REQUIREMENT 1: How many lines in the entries below contain the string "crusted"? Reply with the number alone.

READING TEXT:
** start **

Girl eating Nutella

28 signs your child may be French

You know how it is. You give birth to what you think is a perfectly normal British child. Sure, the birth may have taken place in France but you’re confident that your influence is strong enough to turn your child out as British as Coleman’s mustard, rain at Wimbledon and fighting in pub car parks. The baby grows, starts to develop a personality of its own, eventually speaks. Certain things your darling says and does seem unusual, even alien. Little by little you begin to suspect – with horror – that your child is, in fact, French.

I’ve listed the 28 most common signs of Frenchness in children. If your child displays 10 or more, please report them to the British consulate immediately.

  1. They have an intense relationship with someone called ‘Doudou’ (basically a rag with a face).
  2. They say “Oh la la!” WHICH IS FREAKIN’ ADORABLE.
  3. When they hurt themselves, they say “Aïe!” instead of “Ow!”
  4. Arguments contain frequent references to “having the right” to do something, like they’re little lawyers.
    child lawyer

    “Tu n’as pas le droit a faire ça!”

  5.  Meals in restaurants aren’t stress-filled because of their intense “No, you cannot leave the table until everyone is finished” training that began shortly after birth.
  6. The theme tune to Trotro is ingrained in your brain forever. (No it isn’t “trop trop rigolo!” Shut up, you badly drawn donkey-boy.)

** end **

REQUIREMENT 2: In the list of signs of Frenchness above, why are restaurant meals with such a child free of stress?

RECORDS SUPPLIED:
** start **

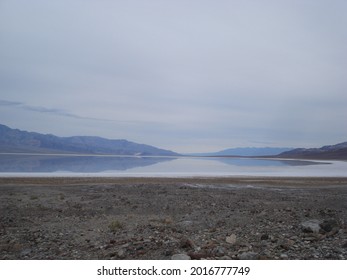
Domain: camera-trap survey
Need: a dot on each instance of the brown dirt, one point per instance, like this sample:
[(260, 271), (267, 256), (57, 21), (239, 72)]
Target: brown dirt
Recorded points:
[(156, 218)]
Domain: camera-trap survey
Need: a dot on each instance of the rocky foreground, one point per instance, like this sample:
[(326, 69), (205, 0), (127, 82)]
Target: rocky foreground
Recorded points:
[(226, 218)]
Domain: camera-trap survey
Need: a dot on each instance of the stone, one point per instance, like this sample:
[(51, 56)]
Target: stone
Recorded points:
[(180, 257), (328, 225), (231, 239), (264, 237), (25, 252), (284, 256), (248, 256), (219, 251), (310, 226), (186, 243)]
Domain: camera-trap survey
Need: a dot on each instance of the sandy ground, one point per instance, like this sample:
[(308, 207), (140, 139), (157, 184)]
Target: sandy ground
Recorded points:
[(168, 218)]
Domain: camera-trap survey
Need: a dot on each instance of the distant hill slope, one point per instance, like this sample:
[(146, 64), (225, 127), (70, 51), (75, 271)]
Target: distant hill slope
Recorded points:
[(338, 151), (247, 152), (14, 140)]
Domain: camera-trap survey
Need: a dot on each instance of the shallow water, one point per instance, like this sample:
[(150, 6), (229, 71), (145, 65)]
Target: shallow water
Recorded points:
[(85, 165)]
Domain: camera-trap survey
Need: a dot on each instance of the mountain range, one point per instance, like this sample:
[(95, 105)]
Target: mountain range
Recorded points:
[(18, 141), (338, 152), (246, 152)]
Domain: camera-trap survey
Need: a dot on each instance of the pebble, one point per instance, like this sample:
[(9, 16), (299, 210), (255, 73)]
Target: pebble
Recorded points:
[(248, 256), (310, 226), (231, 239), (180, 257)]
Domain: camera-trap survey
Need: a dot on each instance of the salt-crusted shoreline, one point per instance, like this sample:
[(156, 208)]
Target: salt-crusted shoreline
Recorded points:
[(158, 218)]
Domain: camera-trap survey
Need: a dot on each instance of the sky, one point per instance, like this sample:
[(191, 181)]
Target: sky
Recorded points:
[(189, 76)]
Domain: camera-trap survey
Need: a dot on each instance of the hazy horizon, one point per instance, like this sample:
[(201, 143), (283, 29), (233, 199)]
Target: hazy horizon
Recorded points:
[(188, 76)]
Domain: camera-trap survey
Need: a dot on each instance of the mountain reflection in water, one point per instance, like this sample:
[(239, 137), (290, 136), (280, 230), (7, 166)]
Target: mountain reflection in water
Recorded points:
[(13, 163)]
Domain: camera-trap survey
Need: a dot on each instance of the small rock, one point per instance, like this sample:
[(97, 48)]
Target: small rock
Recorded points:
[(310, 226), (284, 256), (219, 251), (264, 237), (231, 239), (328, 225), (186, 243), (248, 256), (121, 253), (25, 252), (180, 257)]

** end **
** start **

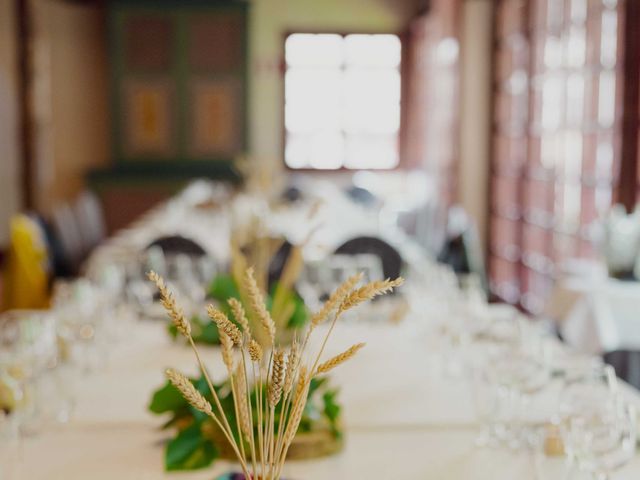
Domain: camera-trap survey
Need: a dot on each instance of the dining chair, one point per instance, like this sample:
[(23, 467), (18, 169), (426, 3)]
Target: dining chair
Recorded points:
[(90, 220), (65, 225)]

** end **

PROBLEM SOLUTION 1: 2

PROBLEM SOLUTION 2: The child has had intense "No, you cannot leave the table until everyone is finished" training, which began shortly after birth.